##### Records to process #####

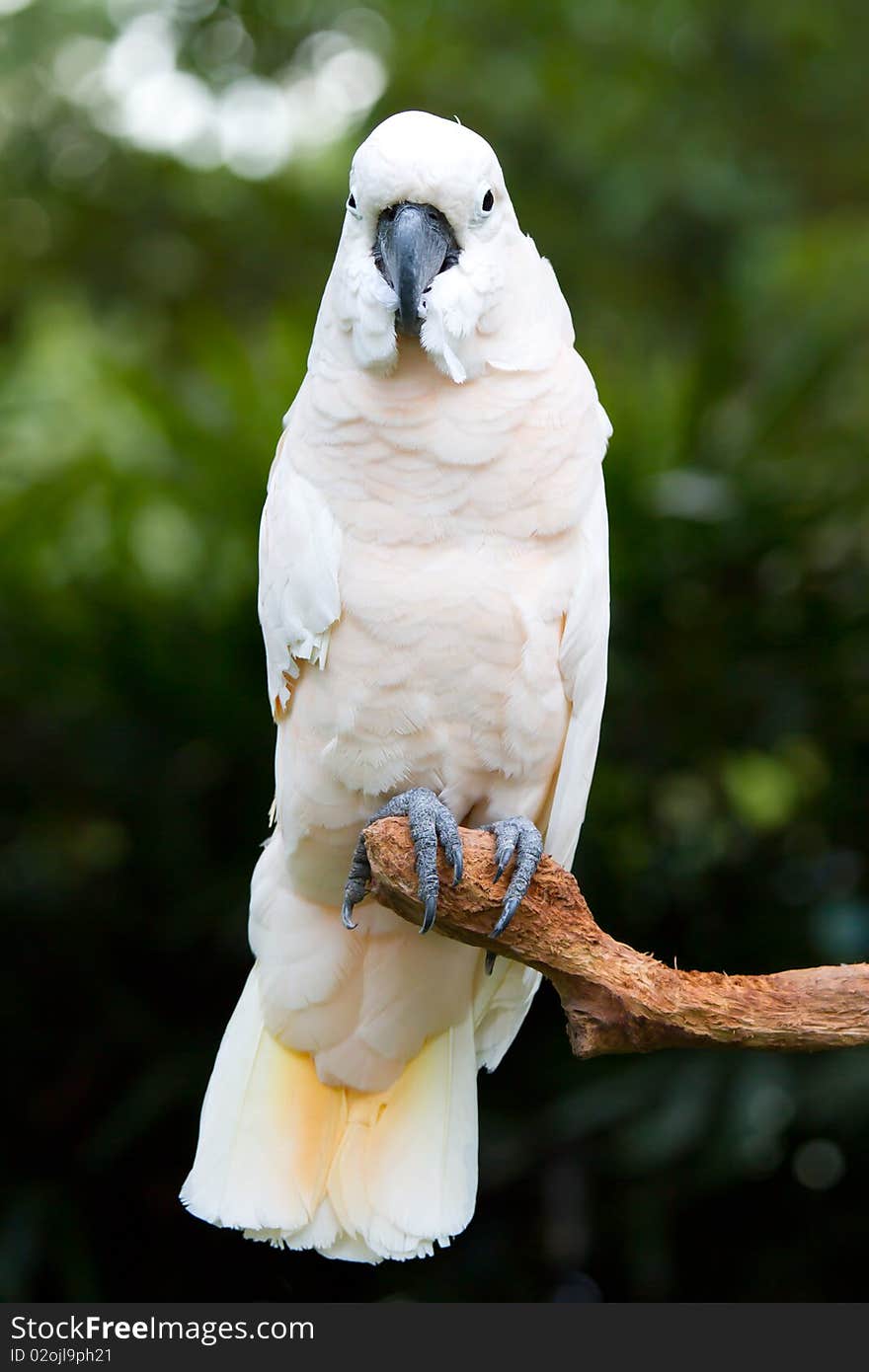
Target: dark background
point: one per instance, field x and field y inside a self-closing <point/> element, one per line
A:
<point x="173" y="190"/>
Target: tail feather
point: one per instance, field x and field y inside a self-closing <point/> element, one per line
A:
<point x="305" y="1165"/>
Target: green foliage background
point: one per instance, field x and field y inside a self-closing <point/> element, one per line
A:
<point x="696" y="172"/>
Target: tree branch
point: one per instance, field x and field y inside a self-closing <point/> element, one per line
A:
<point x="616" y="999"/>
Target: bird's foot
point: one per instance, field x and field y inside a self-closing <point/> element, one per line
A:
<point x="516" y="838"/>
<point x="432" y="823"/>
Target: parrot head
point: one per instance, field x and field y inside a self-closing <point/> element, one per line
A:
<point x="432" y="252"/>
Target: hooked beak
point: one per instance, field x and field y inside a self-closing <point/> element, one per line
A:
<point x="414" y="245"/>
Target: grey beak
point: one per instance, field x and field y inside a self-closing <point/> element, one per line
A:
<point x="414" y="243"/>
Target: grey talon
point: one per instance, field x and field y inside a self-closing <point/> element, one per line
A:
<point x="432" y="823"/>
<point x="357" y="882"/>
<point x="520" y="840"/>
<point x="509" y="910"/>
<point x="432" y="908"/>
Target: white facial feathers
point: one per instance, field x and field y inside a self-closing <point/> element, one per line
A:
<point x="497" y="306"/>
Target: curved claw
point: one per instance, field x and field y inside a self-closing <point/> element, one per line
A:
<point x="429" y="918"/>
<point x="432" y="823"/>
<point x="520" y="838"/>
<point x="509" y="910"/>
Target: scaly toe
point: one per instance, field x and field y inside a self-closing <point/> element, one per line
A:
<point x="521" y="838"/>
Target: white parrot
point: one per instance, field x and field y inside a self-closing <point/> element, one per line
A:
<point x="434" y="601"/>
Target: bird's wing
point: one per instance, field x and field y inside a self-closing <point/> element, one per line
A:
<point x="583" y="657"/>
<point x="299" y="555"/>
<point x="503" y="1001"/>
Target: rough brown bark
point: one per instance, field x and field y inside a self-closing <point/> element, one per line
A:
<point x="616" y="999"/>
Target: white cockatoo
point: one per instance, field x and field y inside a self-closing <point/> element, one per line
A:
<point x="434" y="601"/>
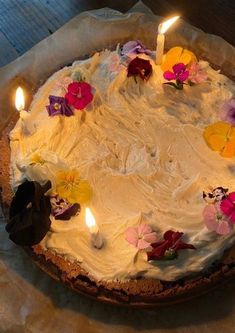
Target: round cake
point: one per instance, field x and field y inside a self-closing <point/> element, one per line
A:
<point x="148" y="151"/>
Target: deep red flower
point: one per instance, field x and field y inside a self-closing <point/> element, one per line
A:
<point x="139" y="67"/>
<point x="167" y="248"/>
<point x="227" y="206"/>
<point x="79" y="94"/>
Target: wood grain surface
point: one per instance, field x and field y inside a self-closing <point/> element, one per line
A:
<point x="23" y="23"/>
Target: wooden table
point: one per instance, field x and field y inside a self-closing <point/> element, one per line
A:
<point x="23" y="23"/>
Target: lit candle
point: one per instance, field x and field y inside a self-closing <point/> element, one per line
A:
<point x="162" y="29"/>
<point x="96" y="238"/>
<point x="26" y="125"/>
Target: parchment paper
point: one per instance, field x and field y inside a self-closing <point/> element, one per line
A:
<point x="30" y="301"/>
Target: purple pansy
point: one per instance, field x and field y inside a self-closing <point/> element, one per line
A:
<point x="58" y="106"/>
<point x="62" y="209"/>
<point x="134" y="47"/>
<point x="228" y="111"/>
<point x="180" y="73"/>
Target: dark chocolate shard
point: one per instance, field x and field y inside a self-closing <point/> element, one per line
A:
<point x="29" y="216"/>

#####

* What the task requires: Write out each line again precisely as it appears, skipping every picture.

* Answer to the task:
Target: dark background
point: one per instance, field x and field y inside a self-closing <point/> element, one per line
A:
<point x="173" y="190"/>
Target: tail feather
point: one per instance, field x and field y inside a self-closing <point/> element, one per line
A:
<point x="305" y="1165"/>
Target: green foliage background
point: one per instance, field x and field y inside a self-closing <point/> element, one per line
A:
<point x="696" y="172"/>
Target: tree branch
point: one per instance, field x and field y inside a self-closing <point/> element, one per line
A:
<point x="616" y="999"/>
Target: bird's foot
point: one per instance, field x and field y inside a self-closing <point/> element, one per line
A:
<point x="516" y="838"/>
<point x="432" y="823"/>
Target: parrot head
point: one per instance, field x and field y inside a self-closing <point/> element, one per line
A:
<point x="432" y="252"/>
Target: hooked beak
point: one per instance, field x and field y inside a self-closing <point/> element, one per line
A:
<point x="414" y="245"/>
Target: grey beak
point: one per instance, field x and field y inside a self-closing <point/> element, one per line
A:
<point x="414" y="243"/>
Target: grey talon
point: one per instance, field x and field y inside a self-closing <point/> element, one per line
A:
<point x="432" y="823"/>
<point x="357" y="882"/>
<point x="520" y="840"/>
<point x="509" y="910"/>
<point x="432" y="908"/>
Target: white facial feathers
point: one per instance, field x and field y inside a self-closing <point/> element, one per line
A:
<point x="497" y="306"/>
Target: curved claw
point: one per instance, field x and field y inside a self-closing <point/> element, one per line
A:
<point x="429" y="918"/>
<point x="432" y="823"/>
<point x="520" y="838"/>
<point x="509" y="910"/>
Target: scaly toe
point: one per instance, field x and field y inside a self-closing <point/> element, one per line
A:
<point x="521" y="838"/>
Target: white parrot
point: one per instance, field x and field y inside a self-closing <point/> element, one per line
A:
<point x="434" y="601"/>
Target: bird's wing
point: one per instance, field x and field y inside a self-closing <point/> element, one per line
A:
<point x="583" y="657"/>
<point x="299" y="555"/>
<point x="503" y="1001"/>
Target: rough brown bark
point: one per instance, field x and field y inside a self-closing <point/> element, one per line
A:
<point x="616" y="999"/>
Target: white cockatoo
point: one per instance, field x and field y inside a self-closing <point/> element, one per line
A:
<point x="434" y="601"/>
Target: round cake
point: one per instance, field x and field y inside a self-closing <point/> element, one per line
A:
<point x="148" y="151"/>
Target: deep red flower
point: one per instance, field x and field y inside a self-closing <point/> element, one per line
A:
<point x="139" y="67"/>
<point x="167" y="248"/>
<point x="227" y="206"/>
<point x="79" y="94"/>
Target: wood grain surface
point: one per instance, field x and field y inside a self-closing <point/> element, one per line
A:
<point x="23" y="23"/>
Target: wooden table
point: one per instance, field x and field y inside a self-closing <point/> element, one per line
A:
<point x="23" y="23"/>
Target: lit candle
point: one per instance, field x and field y inside a self-closing <point/> element, one per line
A:
<point x="162" y="29"/>
<point x="96" y="238"/>
<point x="26" y="125"/>
Target: parchment paper
point: one per instance, field x and field y inside a self-closing <point/> element, one per line
A:
<point x="30" y="301"/>
Target: purple pansy
point: one per instance, field x and field y inside a self-closing <point/> element, one per line
A:
<point x="58" y="106"/>
<point x="62" y="209"/>
<point x="134" y="47"/>
<point x="228" y="111"/>
<point x="180" y="73"/>
Target: dark chocolate shard
point: one per instance, field x and field y inside a self-closing <point/> element, one per line
A:
<point x="29" y="216"/>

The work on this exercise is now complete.